--- Passage to read ---
Jan-Willem Gabriëls (born 21 January 1979, in Amsterdam) is a rower from the Netherlands.

Gabriëls started rowing in 1997. He started rowing in the eights, but after the 2004 Summer Olympics he switched to the fours. His career highlight so far was in Athens in 2004 during these Summer Olympics where he won the silver medal in the eights together with Michiel Bartman, Geert-Jan Derksen, Gerritjan Eggenkamp, Daniël Mensch, Diederik Simon, Matthijs Vellenga, Gijs Vermeulen and Chun Wei Cheung.

After the Olympics Gabriëls, Vellenga, Vermeulen and Geert Cirkel started a new mission on the road to the 2008 Summer Olympics in Beijing with the fours. Their formation was successful straight away with a second place in the 2005 Luzern World Cup as well as the World Championships in Gifu that year. In 2006 they got another second place in Luzern and a third in Munich. In Eton where the World Championships were held they won another bronze medal. They were the team to beat in 2007 after winning the World Cup in Luzern and becoming second in both Amsterdam and Linz. However at the 2007 World Championships in Munich they had to be satisfied with another bronze medal. With a World Cup win in Poznań and a second place in Luzern in 2008, they qualified for the 2008 Summer Olympics.

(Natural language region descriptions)
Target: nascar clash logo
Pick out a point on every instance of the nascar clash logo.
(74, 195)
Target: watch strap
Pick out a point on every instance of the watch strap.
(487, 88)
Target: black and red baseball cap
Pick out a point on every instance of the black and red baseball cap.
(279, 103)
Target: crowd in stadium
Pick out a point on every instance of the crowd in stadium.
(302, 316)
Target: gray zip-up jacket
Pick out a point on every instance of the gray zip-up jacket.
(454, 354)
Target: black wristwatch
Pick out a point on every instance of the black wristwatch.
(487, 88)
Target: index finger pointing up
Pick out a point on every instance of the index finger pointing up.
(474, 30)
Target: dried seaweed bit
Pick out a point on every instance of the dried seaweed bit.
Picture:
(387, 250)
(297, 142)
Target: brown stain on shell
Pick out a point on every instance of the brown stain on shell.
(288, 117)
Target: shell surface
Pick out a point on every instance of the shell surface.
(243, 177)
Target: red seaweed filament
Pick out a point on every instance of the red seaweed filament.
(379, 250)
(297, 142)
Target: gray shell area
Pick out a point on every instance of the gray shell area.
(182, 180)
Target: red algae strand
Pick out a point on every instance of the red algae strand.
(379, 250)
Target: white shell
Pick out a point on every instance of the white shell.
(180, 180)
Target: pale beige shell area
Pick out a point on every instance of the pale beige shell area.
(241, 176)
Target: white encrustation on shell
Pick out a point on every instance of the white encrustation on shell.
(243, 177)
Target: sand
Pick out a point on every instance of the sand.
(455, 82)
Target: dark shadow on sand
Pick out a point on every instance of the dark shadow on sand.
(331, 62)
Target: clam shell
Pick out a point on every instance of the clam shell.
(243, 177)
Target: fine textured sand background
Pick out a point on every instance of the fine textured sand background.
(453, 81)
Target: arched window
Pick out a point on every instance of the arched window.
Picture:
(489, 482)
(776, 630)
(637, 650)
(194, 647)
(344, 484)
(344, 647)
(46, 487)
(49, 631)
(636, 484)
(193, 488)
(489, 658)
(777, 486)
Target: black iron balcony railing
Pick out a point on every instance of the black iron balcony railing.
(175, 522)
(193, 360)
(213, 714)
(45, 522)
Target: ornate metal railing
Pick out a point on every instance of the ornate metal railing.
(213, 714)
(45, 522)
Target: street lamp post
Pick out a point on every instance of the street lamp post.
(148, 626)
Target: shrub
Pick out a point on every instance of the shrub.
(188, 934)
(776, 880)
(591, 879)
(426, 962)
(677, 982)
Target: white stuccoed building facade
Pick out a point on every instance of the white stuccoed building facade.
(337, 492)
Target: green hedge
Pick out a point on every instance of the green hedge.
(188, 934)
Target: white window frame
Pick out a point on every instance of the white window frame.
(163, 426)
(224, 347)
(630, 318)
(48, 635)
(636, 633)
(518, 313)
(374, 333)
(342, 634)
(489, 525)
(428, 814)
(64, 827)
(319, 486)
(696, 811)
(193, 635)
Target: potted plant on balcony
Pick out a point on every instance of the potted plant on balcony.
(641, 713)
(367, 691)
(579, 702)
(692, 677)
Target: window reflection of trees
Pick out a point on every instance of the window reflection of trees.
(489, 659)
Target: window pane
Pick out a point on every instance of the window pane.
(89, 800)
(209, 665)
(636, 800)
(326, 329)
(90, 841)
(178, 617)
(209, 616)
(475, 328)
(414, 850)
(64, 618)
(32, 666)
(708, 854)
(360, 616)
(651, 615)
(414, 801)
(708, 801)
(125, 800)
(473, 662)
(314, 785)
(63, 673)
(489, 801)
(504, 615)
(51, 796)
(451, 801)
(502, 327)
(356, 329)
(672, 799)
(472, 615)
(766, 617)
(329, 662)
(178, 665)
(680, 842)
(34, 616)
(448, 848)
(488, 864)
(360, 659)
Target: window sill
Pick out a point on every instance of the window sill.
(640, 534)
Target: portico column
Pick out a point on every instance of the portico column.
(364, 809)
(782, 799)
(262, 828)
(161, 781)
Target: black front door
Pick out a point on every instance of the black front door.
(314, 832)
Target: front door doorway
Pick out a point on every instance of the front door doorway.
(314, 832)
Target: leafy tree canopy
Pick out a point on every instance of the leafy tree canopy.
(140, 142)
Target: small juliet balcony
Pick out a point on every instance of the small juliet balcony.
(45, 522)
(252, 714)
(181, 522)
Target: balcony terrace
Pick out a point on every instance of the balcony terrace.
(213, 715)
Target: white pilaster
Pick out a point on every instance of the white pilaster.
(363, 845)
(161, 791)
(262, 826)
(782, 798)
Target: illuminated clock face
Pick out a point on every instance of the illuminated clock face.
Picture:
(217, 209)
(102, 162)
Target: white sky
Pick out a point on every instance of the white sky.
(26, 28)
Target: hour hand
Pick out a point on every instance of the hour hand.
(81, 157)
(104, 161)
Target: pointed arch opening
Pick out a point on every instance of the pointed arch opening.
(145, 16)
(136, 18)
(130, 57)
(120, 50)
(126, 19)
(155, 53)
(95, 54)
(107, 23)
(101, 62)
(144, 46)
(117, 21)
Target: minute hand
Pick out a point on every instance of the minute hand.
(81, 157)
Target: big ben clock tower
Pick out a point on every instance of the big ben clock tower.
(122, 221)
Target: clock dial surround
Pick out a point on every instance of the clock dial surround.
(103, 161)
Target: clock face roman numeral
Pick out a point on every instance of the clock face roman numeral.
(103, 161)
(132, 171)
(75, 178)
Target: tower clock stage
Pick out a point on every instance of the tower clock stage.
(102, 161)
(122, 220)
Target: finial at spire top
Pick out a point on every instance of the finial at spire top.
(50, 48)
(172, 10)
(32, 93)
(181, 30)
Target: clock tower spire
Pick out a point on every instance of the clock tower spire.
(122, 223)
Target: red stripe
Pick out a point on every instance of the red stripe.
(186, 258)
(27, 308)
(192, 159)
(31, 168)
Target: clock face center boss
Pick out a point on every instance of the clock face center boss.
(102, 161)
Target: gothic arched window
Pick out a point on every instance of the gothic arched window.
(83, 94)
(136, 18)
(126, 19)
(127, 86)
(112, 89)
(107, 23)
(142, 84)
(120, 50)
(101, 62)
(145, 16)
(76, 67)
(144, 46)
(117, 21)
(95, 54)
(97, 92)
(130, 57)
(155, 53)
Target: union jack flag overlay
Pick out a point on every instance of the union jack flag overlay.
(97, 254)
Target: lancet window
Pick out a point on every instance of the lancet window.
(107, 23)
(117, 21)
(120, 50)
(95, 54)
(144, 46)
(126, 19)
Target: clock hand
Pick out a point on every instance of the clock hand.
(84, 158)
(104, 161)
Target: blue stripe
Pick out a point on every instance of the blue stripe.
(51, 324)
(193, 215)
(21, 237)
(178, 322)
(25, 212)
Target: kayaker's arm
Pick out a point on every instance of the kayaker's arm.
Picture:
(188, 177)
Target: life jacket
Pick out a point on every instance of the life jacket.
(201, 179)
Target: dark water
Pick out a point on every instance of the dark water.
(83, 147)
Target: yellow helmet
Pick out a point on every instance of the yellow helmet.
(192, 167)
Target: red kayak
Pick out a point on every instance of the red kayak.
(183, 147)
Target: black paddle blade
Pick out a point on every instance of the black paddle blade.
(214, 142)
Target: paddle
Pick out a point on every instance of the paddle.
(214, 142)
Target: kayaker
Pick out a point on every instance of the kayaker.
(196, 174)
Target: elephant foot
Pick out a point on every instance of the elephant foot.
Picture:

--- Task requirements ---
Rewrite the text about the Dutch rower starting with "After the Olympics" and going on through "2008 Summer Olympics.", replacing "bronze medal" with "third-place finish".

--- Answer space ---
After the Olympics Gabriëls, Vellenga, Vermeulen and Geert Cirkel started a new mission on the road to the 2008 Summer Olympics in Beijing with the fours. Their formation was successful straight away with a second place in the 2005 Luzern World Cup as well as the World Championships in Gifu that year. In 2006 they got another second place in Luzern and a third in Munich. In Eton where the World Championships were held they won another third-place finish. They were the team to beat in 2007 after winning the World Cup in Luzern and becoming second in both Amsterdam and Linz. However at the 2007 World Championships in Munich they had to be satisfied with another third-place finish. With a World Cup win in Poznań and a second place in Luzern in 2008, they qualified for the 2008 Summer Olympics.